Image-grounded pointing data
= = = =
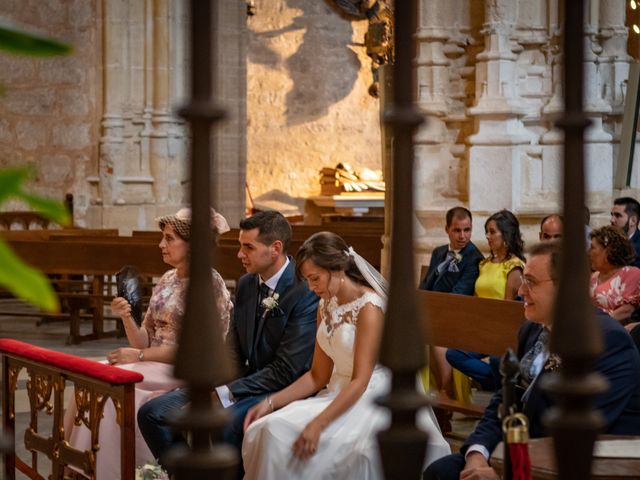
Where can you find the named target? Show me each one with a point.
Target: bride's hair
(329, 251)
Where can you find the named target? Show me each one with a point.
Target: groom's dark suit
(461, 282)
(270, 350)
(619, 405)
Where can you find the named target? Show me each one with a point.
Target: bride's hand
(307, 443)
(257, 411)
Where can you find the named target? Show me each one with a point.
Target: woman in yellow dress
(500, 277)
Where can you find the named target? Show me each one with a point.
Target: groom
(270, 339)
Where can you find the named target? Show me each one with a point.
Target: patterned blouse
(621, 288)
(166, 307)
(492, 281)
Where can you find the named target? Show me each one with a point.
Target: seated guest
(453, 269)
(153, 344)
(625, 214)
(551, 228)
(324, 425)
(619, 364)
(500, 277)
(614, 285)
(270, 339)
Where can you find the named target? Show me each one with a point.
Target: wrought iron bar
(201, 359)
(403, 445)
(575, 337)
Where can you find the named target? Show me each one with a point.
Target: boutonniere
(270, 303)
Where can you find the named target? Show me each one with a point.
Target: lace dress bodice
(337, 333)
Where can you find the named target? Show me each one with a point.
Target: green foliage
(17, 40)
(19, 278)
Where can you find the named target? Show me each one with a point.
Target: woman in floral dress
(615, 285)
(152, 344)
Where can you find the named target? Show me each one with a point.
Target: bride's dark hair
(329, 251)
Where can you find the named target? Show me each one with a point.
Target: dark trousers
(472, 365)
(445, 468)
(153, 421)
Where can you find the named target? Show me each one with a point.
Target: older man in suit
(271, 336)
(453, 269)
(619, 364)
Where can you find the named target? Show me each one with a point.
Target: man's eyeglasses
(532, 283)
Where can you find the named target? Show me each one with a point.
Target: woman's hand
(307, 443)
(257, 411)
(631, 326)
(123, 355)
(120, 307)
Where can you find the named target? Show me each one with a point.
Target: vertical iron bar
(403, 445)
(575, 336)
(200, 359)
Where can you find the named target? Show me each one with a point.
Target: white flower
(271, 302)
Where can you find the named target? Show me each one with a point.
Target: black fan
(128, 282)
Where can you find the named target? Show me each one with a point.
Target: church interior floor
(53, 335)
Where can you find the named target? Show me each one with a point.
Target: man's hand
(123, 355)
(257, 411)
(477, 468)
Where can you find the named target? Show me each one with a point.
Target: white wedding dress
(348, 446)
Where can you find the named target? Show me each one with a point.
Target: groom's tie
(442, 266)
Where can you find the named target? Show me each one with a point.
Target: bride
(293, 434)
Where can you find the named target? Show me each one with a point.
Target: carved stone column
(496, 146)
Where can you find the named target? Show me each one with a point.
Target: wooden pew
(49, 373)
(472, 324)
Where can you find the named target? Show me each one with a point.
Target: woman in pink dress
(615, 285)
(152, 344)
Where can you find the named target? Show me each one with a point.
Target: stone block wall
(50, 107)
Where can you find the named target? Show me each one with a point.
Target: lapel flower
(269, 303)
(151, 471)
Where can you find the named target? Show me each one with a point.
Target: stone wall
(308, 105)
(489, 80)
(49, 110)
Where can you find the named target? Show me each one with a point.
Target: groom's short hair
(271, 226)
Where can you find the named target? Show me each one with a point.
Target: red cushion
(72, 363)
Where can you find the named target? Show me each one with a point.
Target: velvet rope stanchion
(516, 429)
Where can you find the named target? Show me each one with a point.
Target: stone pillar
(496, 148)
(598, 148)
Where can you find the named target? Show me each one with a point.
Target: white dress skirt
(348, 446)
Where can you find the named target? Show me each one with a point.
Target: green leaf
(11, 180)
(25, 282)
(18, 40)
(51, 209)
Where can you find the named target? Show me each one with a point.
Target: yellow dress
(492, 281)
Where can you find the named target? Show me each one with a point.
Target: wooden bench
(94, 383)
(472, 324)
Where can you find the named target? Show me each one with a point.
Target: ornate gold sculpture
(379, 36)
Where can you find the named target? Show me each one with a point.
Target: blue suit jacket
(461, 282)
(278, 349)
(620, 404)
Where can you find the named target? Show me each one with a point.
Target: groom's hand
(477, 468)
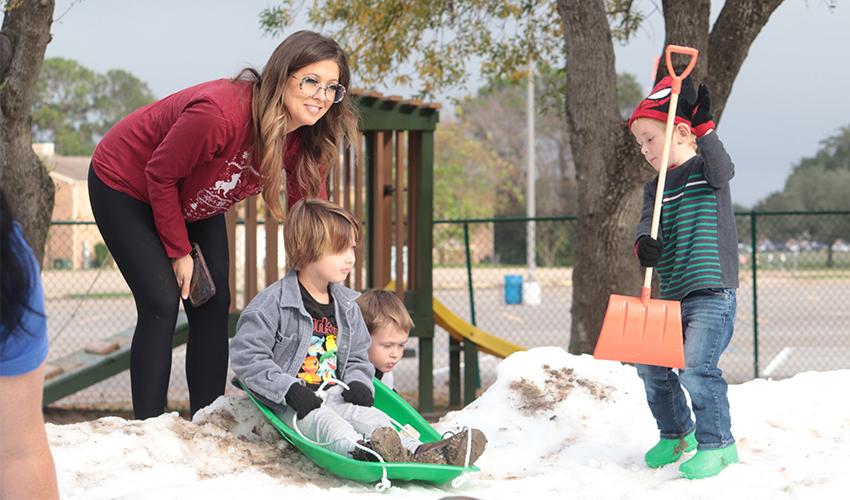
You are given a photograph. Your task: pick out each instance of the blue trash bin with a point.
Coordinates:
(513, 289)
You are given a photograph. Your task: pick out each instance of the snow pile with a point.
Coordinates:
(558, 425)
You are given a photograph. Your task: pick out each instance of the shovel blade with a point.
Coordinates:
(647, 333)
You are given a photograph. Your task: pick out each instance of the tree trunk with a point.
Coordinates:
(609, 168)
(23, 177)
(608, 172)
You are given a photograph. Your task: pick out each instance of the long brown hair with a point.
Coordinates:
(320, 144)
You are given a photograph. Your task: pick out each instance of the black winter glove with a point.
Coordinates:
(648, 251)
(701, 121)
(359, 394)
(302, 400)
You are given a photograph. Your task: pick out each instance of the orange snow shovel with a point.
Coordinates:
(643, 330)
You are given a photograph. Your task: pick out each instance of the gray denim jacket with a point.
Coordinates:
(273, 334)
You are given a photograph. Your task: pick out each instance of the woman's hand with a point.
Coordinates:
(183, 267)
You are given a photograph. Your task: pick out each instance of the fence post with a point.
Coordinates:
(754, 252)
(471, 374)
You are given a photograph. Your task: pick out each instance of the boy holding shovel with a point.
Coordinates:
(696, 260)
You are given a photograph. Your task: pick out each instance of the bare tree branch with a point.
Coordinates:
(736, 28)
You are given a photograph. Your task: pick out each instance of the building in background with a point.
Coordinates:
(70, 244)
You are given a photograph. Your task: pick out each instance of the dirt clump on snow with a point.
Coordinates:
(557, 386)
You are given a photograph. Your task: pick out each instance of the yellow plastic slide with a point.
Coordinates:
(462, 330)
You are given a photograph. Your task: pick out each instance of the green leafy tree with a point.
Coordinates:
(437, 40)
(467, 174)
(817, 183)
(74, 106)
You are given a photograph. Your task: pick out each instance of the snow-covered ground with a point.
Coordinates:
(559, 426)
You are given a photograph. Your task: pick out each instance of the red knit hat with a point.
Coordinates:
(657, 103)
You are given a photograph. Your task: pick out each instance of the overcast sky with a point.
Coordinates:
(791, 93)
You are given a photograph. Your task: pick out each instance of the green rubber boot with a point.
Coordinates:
(707, 463)
(668, 451)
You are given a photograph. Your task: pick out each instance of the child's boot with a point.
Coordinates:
(707, 463)
(452, 450)
(668, 451)
(386, 443)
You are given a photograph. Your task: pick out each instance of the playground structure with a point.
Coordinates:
(391, 191)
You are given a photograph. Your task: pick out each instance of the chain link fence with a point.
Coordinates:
(792, 313)
(88, 301)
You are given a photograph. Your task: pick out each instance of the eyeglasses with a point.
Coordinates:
(310, 87)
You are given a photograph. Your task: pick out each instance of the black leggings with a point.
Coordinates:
(127, 227)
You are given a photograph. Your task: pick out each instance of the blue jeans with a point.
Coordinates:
(708, 320)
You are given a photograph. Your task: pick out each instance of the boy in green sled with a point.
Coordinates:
(306, 329)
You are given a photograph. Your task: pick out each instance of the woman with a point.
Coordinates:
(27, 469)
(164, 176)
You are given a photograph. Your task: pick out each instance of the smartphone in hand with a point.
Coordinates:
(202, 287)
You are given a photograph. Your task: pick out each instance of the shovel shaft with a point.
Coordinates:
(668, 141)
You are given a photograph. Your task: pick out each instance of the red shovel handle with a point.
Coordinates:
(678, 49)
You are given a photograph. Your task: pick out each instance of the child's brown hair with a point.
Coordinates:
(382, 308)
(314, 228)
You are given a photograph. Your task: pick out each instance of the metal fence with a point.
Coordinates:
(792, 313)
(794, 286)
(87, 300)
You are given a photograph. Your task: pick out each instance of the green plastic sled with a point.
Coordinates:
(371, 472)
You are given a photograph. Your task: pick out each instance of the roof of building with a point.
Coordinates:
(73, 167)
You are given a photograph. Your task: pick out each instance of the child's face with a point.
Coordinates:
(649, 135)
(387, 347)
(334, 268)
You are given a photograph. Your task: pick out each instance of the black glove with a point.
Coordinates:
(701, 121)
(302, 400)
(648, 251)
(359, 394)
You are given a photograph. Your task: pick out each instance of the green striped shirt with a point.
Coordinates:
(697, 223)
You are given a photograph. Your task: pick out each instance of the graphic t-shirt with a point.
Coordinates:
(320, 363)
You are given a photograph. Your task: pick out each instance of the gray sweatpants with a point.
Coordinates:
(342, 424)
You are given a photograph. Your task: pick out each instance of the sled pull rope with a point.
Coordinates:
(458, 481)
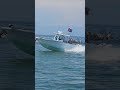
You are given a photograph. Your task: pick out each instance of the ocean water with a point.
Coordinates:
(102, 68)
(16, 68)
(59, 70)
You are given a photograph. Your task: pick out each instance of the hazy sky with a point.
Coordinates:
= = = =
■ **Requirement**
Working through the records above, copy each line in which "boot" is found.

■ **Task solution**
You are given a photograph. Your task: pick out each instance of the green rubber boot with a point.
You are given a photograph. Your task: pick out each instance of the child's boot with a point.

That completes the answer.